#### Task details
Each of the lines below must be retyped character for character.

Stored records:
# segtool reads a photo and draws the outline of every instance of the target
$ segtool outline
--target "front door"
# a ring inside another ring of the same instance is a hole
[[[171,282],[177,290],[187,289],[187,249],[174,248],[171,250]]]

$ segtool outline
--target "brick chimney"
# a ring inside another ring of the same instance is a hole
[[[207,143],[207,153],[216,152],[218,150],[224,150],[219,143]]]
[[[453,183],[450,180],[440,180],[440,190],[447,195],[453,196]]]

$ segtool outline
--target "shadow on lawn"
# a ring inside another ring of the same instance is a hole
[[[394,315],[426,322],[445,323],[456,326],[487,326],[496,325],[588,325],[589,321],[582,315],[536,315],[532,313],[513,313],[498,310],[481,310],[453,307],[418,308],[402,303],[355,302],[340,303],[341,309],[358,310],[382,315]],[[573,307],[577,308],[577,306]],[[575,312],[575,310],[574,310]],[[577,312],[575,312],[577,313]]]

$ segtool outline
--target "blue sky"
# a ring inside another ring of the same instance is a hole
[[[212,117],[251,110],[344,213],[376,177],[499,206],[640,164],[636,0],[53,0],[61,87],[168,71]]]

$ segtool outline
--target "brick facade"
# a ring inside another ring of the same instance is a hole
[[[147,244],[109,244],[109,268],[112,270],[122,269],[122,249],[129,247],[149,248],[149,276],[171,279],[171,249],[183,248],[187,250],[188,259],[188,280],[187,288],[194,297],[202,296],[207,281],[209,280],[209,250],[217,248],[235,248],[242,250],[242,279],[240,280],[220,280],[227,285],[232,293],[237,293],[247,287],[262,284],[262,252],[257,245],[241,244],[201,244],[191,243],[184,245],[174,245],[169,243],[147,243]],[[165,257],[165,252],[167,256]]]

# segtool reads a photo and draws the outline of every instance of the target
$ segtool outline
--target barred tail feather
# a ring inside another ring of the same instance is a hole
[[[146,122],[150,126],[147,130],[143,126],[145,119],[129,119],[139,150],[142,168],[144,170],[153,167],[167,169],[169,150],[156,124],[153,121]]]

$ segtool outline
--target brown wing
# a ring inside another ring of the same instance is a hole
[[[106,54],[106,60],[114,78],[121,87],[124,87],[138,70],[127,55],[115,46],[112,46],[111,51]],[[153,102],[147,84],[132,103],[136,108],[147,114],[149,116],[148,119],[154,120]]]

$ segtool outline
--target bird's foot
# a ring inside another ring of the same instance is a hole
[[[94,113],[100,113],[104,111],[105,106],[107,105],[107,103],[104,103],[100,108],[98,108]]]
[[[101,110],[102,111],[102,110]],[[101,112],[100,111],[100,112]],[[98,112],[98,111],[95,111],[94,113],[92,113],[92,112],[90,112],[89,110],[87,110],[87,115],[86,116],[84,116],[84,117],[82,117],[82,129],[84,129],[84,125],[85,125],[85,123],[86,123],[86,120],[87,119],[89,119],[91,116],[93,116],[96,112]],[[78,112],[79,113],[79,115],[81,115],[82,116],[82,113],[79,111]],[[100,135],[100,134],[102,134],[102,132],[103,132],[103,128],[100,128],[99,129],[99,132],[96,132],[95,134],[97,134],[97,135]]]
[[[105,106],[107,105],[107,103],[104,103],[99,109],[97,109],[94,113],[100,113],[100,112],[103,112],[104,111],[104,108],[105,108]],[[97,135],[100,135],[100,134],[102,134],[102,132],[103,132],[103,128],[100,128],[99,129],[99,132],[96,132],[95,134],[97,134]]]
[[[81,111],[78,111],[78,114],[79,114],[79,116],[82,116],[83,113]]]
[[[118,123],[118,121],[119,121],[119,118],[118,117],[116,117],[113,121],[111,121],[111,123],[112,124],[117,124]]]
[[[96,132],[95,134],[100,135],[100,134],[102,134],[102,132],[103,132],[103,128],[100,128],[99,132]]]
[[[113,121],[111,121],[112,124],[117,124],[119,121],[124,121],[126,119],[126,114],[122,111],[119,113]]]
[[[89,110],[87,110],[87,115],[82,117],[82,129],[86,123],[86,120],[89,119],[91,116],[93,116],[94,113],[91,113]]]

#### Answer section
# segtool reads a photo and draws the outline of every instance of the target
$ segtool outline
--target "front door"
# a ring inside another ring of the same instance is a hole
[[[171,282],[177,290],[187,289],[187,249],[174,248],[171,250]]]

$ segtool outline
--target "brick chimney"
# a ring inside another ring of the same instance is a hole
[[[207,143],[207,153],[216,152],[218,150],[224,150],[219,143]]]
[[[453,183],[450,180],[440,180],[440,190],[447,195],[453,196]]]

$ segtool outline
--target "shadow on lawn"
# a ring inside another ring of the same instance is a hole
[[[394,315],[426,322],[445,323],[456,326],[487,326],[496,325],[588,325],[589,321],[582,315],[536,315],[532,313],[513,313],[498,310],[481,310],[453,307],[418,308],[402,303],[355,302],[340,303],[341,309],[358,310],[382,315]],[[573,307],[577,308],[577,306]],[[575,312],[575,310],[574,310]],[[577,312],[575,312],[577,313]]]

$ segtool outline
--target "blue sky"
# a ring inside another ring of the same instance is a hole
[[[212,117],[251,110],[344,213],[376,177],[499,206],[640,164],[636,0],[53,0],[61,87],[168,71]]]

$ segtool outline
--target "brick facade"
# a ring inside another ring of the same instance is a hole
[[[147,244],[109,244],[109,268],[112,270],[122,269],[122,249],[129,247],[149,248],[149,276],[171,279],[171,249],[183,248],[187,250],[188,259],[188,280],[187,288],[194,297],[202,296],[207,281],[209,280],[209,250],[217,248],[235,248],[242,250],[242,279],[240,280],[220,280],[227,285],[232,293],[237,293],[247,287],[262,284],[262,252],[257,245],[241,244],[201,244],[191,243],[184,245],[174,245],[169,243],[147,243]],[[165,257],[165,252],[167,256]]]

# segtool reads a photo and draws the outline of every instance of the target
$ segtool outline
--target barred tail feather
# a ring inside another ring of the same instance is a hole
[[[146,122],[150,126],[147,130],[143,126],[145,119],[129,119],[139,150],[142,168],[144,170],[153,167],[167,169],[169,150],[156,124],[153,121]]]

$ segtool outline
--target brown wing
# a ring inside another ring of the same instance is a hole
[[[106,54],[106,60],[114,78],[121,87],[124,87],[138,70],[127,55],[115,46],[112,46],[111,51]],[[153,102],[147,84],[132,103],[136,108],[147,114],[149,116],[148,119],[154,120]]]

$ segtool outline
--target bird's foot
# a ring inside another ring of the same instance is a hole
[[[94,113],[100,113],[104,111],[105,106],[107,105],[107,103],[104,103],[100,108],[98,108]]]
[[[101,110],[102,111],[102,110]],[[101,112],[100,111],[100,112]],[[98,112],[98,111],[95,111],[94,113],[92,113],[92,112],[90,112],[89,110],[87,110],[87,115],[86,116],[84,116],[84,117],[82,117],[82,129],[84,129],[84,125],[85,125],[85,123],[86,123],[86,120],[87,119],[89,119],[91,116],[93,116],[96,112]],[[78,112],[79,113],[79,115],[81,115],[82,116],[82,113],[79,111]],[[100,135],[100,134],[102,134],[102,132],[103,132],[103,128],[100,128],[99,129],[99,132],[96,132],[95,134],[97,134],[97,135]]]
[[[105,106],[107,105],[107,103],[104,103],[99,109],[97,109],[94,113],[100,113],[100,112],[103,112],[104,111],[104,108],[105,108]],[[97,135],[100,135],[100,134],[102,134],[102,132],[103,132],[103,128],[100,128],[99,129],[99,132],[96,132],[95,134],[97,134]]]
[[[81,111],[78,111],[78,114],[79,114],[79,116],[82,116],[83,113]]]
[[[118,123],[118,121],[119,121],[119,118],[118,117],[116,117],[113,121],[111,121],[111,123],[112,124],[117,124]]]
[[[96,132],[95,134],[100,135],[100,134],[102,134],[102,132],[103,132],[103,128],[100,128],[99,132]]]
[[[113,121],[111,121],[112,124],[117,124],[119,121],[124,121],[126,119],[126,114],[122,111],[119,113]]]
[[[89,110],[87,110],[87,115],[82,117],[82,129],[86,123],[86,120],[89,119],[91,116],[93,116],[94,113],[91,113]]]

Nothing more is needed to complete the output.